[What the task requires]: With pictures removed, print the listing exactly.

____________

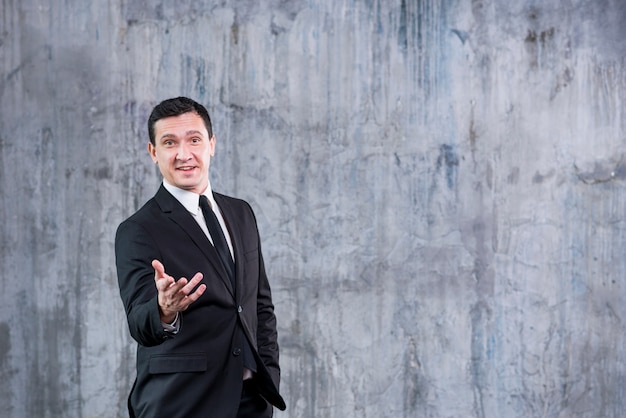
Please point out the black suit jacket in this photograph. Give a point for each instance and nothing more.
(198, 371)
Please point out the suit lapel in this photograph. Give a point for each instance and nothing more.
(174, 210)
(235, 236)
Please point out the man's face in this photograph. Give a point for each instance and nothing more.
(183, 151)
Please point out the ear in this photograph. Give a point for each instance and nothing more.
(152, 152)
(212, 145)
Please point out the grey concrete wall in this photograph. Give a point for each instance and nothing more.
(439, 187)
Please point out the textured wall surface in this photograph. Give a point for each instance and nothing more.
(439, 186)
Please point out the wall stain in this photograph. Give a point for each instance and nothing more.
(448, 160)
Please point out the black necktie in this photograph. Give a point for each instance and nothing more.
(219, 240)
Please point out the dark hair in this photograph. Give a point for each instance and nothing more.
(177, 107)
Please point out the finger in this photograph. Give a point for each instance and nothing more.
(192, 297)
(159, 269)
(192, 283)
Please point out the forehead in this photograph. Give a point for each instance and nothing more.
(180, 125)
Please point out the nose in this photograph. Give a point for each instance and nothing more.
(183, 153)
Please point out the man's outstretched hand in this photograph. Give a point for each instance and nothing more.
(175, 296)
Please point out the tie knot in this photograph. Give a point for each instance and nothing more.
(204, 202)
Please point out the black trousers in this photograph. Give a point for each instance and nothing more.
(252, 405)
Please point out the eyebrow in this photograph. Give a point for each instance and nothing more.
(188, 133)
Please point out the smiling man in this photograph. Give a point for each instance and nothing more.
(193, 283)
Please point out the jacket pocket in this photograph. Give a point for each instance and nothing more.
(181, 363)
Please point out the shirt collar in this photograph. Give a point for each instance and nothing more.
(189, 199)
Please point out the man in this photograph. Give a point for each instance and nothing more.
(194, 287)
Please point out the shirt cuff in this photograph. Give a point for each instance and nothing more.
(174, 327)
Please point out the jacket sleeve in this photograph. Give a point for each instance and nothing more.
(267, 335)
(134, 251)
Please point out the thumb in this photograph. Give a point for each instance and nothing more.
(159, 270)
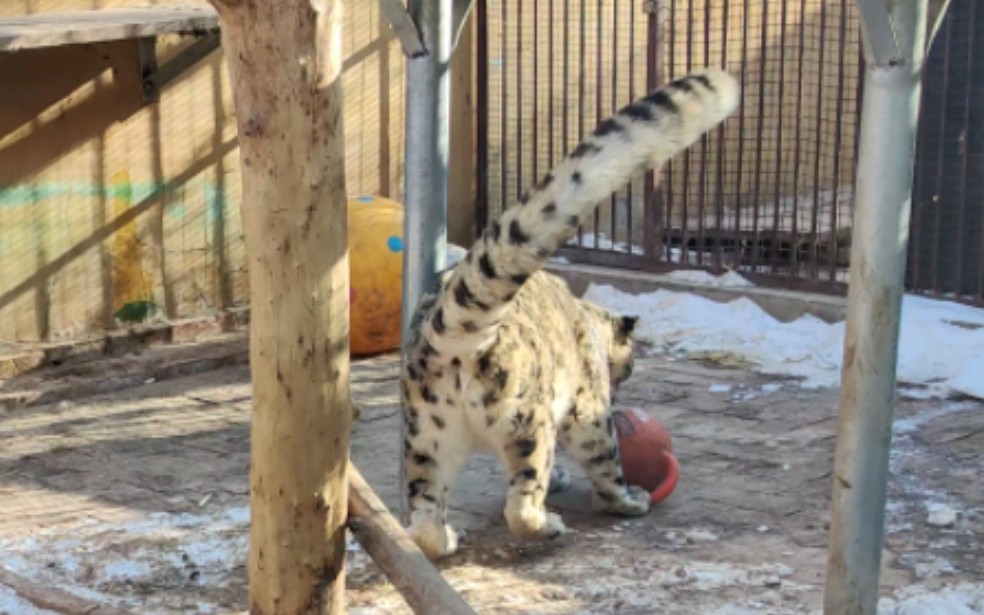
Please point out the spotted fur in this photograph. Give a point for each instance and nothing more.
(503, 357)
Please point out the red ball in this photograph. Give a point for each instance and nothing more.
(647, 453)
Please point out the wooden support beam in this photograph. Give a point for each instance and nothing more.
(405, 565)
(285, 66)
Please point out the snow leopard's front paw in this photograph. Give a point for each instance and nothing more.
(632, 501)
(560, 480)
(435, 539)
(535, 523)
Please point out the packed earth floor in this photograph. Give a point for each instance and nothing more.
(125, 482)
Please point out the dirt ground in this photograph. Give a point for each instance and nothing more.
(138, 496)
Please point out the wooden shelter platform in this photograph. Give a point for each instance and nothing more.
(80, 27)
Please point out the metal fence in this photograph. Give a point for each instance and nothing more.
(946, 248)
(769, 194)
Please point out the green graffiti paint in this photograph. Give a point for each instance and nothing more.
(27, 195)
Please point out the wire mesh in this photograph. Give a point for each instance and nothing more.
(946, 248)
(771, 192)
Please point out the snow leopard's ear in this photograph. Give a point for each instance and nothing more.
(627, 325)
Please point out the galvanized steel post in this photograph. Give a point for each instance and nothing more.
(426, 162)
(895, 46)
(426, 181)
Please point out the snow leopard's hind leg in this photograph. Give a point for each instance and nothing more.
(436, 451)
(588, 435)
(528, 456)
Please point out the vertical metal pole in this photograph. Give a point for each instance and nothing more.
(428, 104)
(895, 41)
(426, 161)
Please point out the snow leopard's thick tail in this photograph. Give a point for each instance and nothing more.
(640, 136)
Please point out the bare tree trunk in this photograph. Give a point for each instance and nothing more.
(285, 62)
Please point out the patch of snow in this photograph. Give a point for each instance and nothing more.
(940, 515)
(697, 277)
(960, 599)
(941, 347)
(701, 536)
(12, 604)
(455, 254)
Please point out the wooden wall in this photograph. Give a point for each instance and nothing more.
(110, 207)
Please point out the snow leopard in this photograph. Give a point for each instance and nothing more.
(503, 357)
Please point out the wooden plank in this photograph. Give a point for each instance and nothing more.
(78, 27)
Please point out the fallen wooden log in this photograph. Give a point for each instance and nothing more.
(54, 599)
(403, 563)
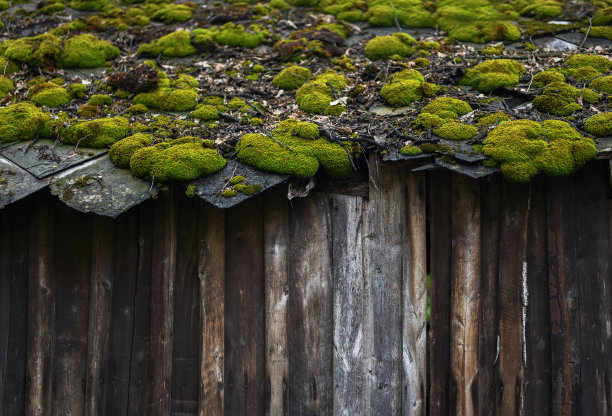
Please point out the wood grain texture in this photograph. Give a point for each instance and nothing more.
(244, 314)
(348, 298)
(414, 297)
(211, 273)
(440, 269)
(41, 292)
(385, 219)
(276, 248)
(310, 307)
(465, 294)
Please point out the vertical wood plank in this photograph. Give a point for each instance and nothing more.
(276, 246)
(440, 269)
(100, 290)
(72, 274)
(513, 278)
(385, 219)
(41, 291)
(348, 298)
(122, 313)
(465, 295)
(488, 361)
(211, 270)
(414, 297)
(163, 271)
(310, 307)
(186, 337)
(244, 300)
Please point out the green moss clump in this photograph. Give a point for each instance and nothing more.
(493, 74)
(523, 148)
(599, 125)
(292, 77)
(48, 94)
(168, 99)
(181, 159)
(122, 151)
(175, 44)
(24, 121)
(382, 47)
(97, 133)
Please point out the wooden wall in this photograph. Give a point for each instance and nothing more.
(317, 306)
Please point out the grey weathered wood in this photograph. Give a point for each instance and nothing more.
(465, 294)
(100, 289)
(276, 246)
(385, 219)
(414, 298)
(310, 307)
(347, 239)
(211, 272)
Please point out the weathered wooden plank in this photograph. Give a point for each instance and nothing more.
(186, 335)
(100, 290)
(414, 298)
(276, 246)
(513, 278)
(211, 270)
(122, 314)
(440, 269)
(537, 398)
(41, 292)
(72, 270)
(310, 307)
(563, 292)
(244, 309)
(385, 219)
(163, 271)
(465, 295)
(488, 375)
(593, 271)
(348, 298)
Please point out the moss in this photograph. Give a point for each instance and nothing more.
(122, 151)
(456, 131)
(175, 44)
(292, 77)
(382, 47)
(97, 133)
(523, 148)
(180, 160)
(24, 121)
(493, 74)
(48, 94)
(599, 125)
(168, 99)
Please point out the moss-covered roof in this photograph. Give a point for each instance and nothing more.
(109, 101)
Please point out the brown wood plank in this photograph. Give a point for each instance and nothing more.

____________

[Finished task]:
Please point out the black suit jacket in this photograph. Give a point for each instance and nothing more.
(198, 371)
Please point out the suit lapel in this photograph. Give a point for each instance and nothing more.
(174, 210)
(235, 236)
Please point out the man's face in this photograph. Give a point for each instance and nothing more.
(183, 151)
Please point out the ear in this photograph. Give a point for each instance and nothing more.
(152, 152)
(212, 145)
Please point out the grey concrete wall in this photograph. Give a point for each instance and nothing more.
(439, 187)
Please point out the textured wall surface in this photograph. Give a point for each instance and nothing more.
(439, 186)
Please point out the wall stain in this photograph. Give a point for each instance and nothing more.
(448, 160)
Please point out the black necktie in this photograph. Give a point for each instance and nothing more.
(219, 240)
Please point out the dark hair in this photograph. Give a point for each instance and nothing more.
(177, 107)
Please point out the finger in this photograph. Give a point for each instance and nothing more.
(192, 297)
(159, 269)
(192, 283)
Please point out the forehead in this photograph. Give a point for each instance and nothing more.
(180, 125)
Please point out the nose in this photograph. Give a point for each instance and nothing more.
(183, 153)
Please point out the man's outstretched hand in this photograph. Give a point for each instance and nothing more.
(175, 296)
Please point out the tie knot in this photograph. Give a point for each instance and nothing more.
(204, 202)
Please point out the black trousers in this photograph. Give a point for each instance and nothing more.
(252, 405)
Please point out the eyebrow in this photograph. Give a point for each instance and nothing more.
(188, 133)
Please point out the smiling man in this photograph. Give a point for each instance and nothing more.
(193, 283)
Please point out the jacket pocket in this photograph. Give a point for each instance and nothing more.
(181, 363)
Please point out the shirt collar in this photograph. Give a point for each instance and nothing more.
(189, 199)
Please point out the man in this photograph. Give a point for each instance and nothing more.
(194, 287)
Please point out the shirt cuff in this photograph. Give a point for each instance and nothing more.
(174, 327)
Please point out the jacket sleeve in this photograph. Give a point for each instance and nothing more.
(267, 335)
(134, 251)
Please point out the thumb in this photograph. Give a point for each instance and nothing more.
(159, 270)
Please point out the spotted fur in this photograph. Give a point for each instance and nothing more.
(503, 357)
Please point out the red ball in this photograph. Give a point for each instance and nothing more.
(647, 453)
Please point out the wooden support beam in this photograph. Give a point for each instance and nothing more.
(405, 565)
(285, 66)
Please point out the snow leopard's front paw in this photograph. Give a point for each instance and nothing more.
(632, 501)
(560, 480)
(435, 539)
(535, 523)
Please point out the packed earth floor in this photograph. Give a point for each instance and nothing more.
(125, 482)
Please point out the dirt ground in this photograph. Give a point for each instance and nothing more.
(138, 496)
Please point out the wooden shelter platform in this photograph. Give a point for each instance and nothing more.
(80, 27)
Please point out the metal fence in this photograph. Give a point for each instance and nothing more.
(946, 248)
(769, 194)
Please point out the green graffiti paint in this photograph. Give a point for each instance and nothing more.
(27, 195)
Please point out the wire mesh in this photograph. Give a point for each instance and nothing more.
(946, 248)
(771, 192)
Please point out the snow leopard's ear in this photograph. Give a point for each instance and nothing more.
(627, 325)
Please point out the galvanized steel post in this photograph. Give a point for each instance and nothing more.
(426, 162)
(895, 46)
(426, 181)
Please point out the snow leopard's hind leg in this photograph. Give a point for each instance and nothing more.
(436, 451)
(588, 435)
(528, 456)
Please point out the vertical metal pole in this photograph. Give a point for each instance and nothing more.
(428, 104)
(895, 41)
(426, 161)
Please point out the snow leopard's thick tail in this photograph. Give a point for each instance and nothing more.
(640, 136)
Please point out the bare tree trunk in this photograph. Give a point for each instance and nothing more.
(285, 62)
Please point out the patch of snow in this photograph. Give a point for each instance and nothing more.
(940, 515)
(697, 277)
(960, 599)
(941, 347)
(701, 536)
(12, 604)
(455, 254)
Please point out the wooden wall in this photograph. Give a point for each instance and nothing more.
(110, 207)
Please point out the snow leopard in this photograph. Give a point for each instance and nothing more.
(503, 357)
Please point out the wooden plank in this photograph. Give a point for each instance and nothing more.
(78, 27)
Please point out the fallen wooden log in this photograph. Give a point for each instance and nothing more.
(54, 599)
(403, 563)
Please point out the wood grain texture in this photograph. Give a point for each instance and nothing more.
(244, 314)
(348, 298)
(414, 297)
(211, 273)
(440, 269)
(41, 292)
(385, 219)
(276, 248)
(310, 307)
(465, 294)
Please point out the vertical wood plank in this photograph. Give a point for each instance and nothing more.
(276, 246)
(440, 269)
(100, 290)
(72, 274)
(513, 278)
(385, 219)
(41, 291)
(348, 298)
(122, 313)
(465, 295)
(488, 361)
(211, 270)
(414, 297)
(163, 271)
(310, 307)
(186, 337)
(244, 300)
Please point out the green moss clump in this photograph. Give a point for each instance and nothing more.
(493, 74)
(523, 148)
(599, 125)
(292, 77)
(48, 94)
(168, 99)
(181, 159)
(122, 151)
(175, 44)
(24, 121)
(382, 47)
(97, 133)
Please point out the wooden wall in this photograph. Give a point for each instance and nothing more.
(317, 306)
Please point out the grey weathered wood in this photograph. Give a point for each instance and nothing more.
(465, 294)
(100, 289)
(276, 246)
(385, 219)
(414, 298)
(310, 307)
(347, 239)
(211, 272)
Please point out the weathered wooden plank in this photograph. Give a point for each instance and nothing more.
(186, 335)
(100, 290)
(414, 298)
(276, 246)
(513, 278)
(211, 270)
(122, 314)
(440, 269)
(537, 398)
(41, 292)
(72, 270)
(310, 307)
(563, 292)
(244, 309)
(385, 219)
(163, 271)
(465, 295)
(488, 375)
(593, 271)
(348, 298)
Please point out the moss in this photograph. Give a point for each instance and nothing more.
(122, 151)
(456, 131)
(175, 44)
(292, 77)
(382, 47)
(97, 133)
(523, 148)
(180, 160)
(24, 121)
(493, 74)
(48, 94)
(599, 125)
(168, 99)
Please point out the moss-covered roof in this photograph. Give a point for each instance and nothing more.
(109, 101)
Please point out the brown wood plank in this photograph. Give a point for each instance and nothing more.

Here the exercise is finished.